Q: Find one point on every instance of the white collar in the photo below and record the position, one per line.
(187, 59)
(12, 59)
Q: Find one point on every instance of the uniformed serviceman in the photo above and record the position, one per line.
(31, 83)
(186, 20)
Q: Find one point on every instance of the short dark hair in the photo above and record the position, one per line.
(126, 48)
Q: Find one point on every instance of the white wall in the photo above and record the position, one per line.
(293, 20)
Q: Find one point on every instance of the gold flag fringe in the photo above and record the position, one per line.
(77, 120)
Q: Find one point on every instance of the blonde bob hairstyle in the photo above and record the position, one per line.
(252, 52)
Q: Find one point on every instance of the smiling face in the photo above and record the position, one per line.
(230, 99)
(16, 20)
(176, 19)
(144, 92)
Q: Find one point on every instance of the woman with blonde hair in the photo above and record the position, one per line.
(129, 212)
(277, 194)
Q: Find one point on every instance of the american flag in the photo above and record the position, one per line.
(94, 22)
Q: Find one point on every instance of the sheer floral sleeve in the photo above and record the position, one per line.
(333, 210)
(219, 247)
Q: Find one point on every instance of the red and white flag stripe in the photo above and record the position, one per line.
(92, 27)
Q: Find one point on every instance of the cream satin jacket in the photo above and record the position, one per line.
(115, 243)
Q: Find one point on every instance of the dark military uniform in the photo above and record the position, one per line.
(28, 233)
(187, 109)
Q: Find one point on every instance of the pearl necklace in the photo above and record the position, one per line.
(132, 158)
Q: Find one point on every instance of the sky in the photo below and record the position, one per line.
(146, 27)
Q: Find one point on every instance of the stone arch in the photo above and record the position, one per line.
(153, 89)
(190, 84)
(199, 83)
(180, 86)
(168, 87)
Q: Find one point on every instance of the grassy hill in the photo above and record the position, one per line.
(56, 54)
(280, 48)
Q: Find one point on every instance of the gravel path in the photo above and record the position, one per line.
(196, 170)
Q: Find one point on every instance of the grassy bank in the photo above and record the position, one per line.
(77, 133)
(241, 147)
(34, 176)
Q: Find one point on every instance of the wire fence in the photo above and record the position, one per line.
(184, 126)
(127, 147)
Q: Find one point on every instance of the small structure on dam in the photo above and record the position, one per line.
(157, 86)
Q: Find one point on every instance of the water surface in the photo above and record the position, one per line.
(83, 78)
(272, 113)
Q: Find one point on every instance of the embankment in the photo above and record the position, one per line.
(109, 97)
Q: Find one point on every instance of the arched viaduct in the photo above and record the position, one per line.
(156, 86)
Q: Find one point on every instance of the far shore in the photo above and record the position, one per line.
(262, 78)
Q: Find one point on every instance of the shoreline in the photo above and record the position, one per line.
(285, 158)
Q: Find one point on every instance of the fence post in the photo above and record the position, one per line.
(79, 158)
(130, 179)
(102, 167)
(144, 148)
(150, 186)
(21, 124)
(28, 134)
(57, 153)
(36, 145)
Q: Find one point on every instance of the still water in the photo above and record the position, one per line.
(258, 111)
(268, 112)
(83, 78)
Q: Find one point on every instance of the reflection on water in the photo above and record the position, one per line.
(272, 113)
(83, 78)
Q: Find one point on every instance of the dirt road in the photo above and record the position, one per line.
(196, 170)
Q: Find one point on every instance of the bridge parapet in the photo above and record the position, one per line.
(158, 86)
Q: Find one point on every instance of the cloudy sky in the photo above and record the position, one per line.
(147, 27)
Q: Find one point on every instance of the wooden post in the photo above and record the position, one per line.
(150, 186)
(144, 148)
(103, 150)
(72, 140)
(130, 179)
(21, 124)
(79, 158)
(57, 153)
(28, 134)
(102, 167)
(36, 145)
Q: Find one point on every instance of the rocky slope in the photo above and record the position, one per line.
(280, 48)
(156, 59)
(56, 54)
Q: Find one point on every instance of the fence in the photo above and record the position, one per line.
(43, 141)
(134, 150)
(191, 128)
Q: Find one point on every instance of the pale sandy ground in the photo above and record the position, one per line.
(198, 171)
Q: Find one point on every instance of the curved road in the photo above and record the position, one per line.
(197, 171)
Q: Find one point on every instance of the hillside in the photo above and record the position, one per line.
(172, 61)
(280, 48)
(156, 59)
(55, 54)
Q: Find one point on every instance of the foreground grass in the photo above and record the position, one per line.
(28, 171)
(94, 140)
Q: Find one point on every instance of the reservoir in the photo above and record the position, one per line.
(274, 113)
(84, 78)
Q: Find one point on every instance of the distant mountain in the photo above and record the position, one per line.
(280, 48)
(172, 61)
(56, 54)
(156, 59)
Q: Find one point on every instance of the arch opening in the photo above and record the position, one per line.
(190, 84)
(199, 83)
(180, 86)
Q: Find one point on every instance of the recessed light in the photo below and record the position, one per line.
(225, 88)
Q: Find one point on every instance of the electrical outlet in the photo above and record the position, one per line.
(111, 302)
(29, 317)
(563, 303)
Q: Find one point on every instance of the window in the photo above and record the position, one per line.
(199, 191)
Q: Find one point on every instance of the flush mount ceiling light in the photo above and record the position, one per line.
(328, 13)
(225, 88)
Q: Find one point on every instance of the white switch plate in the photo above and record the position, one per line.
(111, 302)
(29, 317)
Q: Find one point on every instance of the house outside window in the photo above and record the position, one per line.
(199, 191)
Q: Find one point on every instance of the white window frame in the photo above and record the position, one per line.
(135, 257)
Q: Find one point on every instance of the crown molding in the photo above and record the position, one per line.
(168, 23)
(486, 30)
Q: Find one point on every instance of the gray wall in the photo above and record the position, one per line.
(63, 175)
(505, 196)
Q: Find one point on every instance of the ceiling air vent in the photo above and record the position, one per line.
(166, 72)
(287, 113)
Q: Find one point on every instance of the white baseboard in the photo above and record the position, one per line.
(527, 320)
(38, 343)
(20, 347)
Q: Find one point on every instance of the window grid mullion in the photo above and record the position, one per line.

+--

WHAT THE TASK ASKS:
Begin with the line that contains "Q: Find one point on every instance of the gray" and set down each line exactly until the records above end, including the final line.

SOLVED PROBLEM:
Q: Find one point on every instance of the gray wall in the photo above and record the position, one per line.
(63, 175)
(505, 196)
Q: Find one point on every instance of the ceiling air vent in the photo above and record the position, one per line.
(166, 72)
(287, 113)
Q: Find one point on every instance of the white baseboard in the photo above and record the position, one per line.
(527, 320)
(38, 343)
(20, 347)
Q: Find one point on every instance of the window grid mullion in the photo above and record the position, one per line.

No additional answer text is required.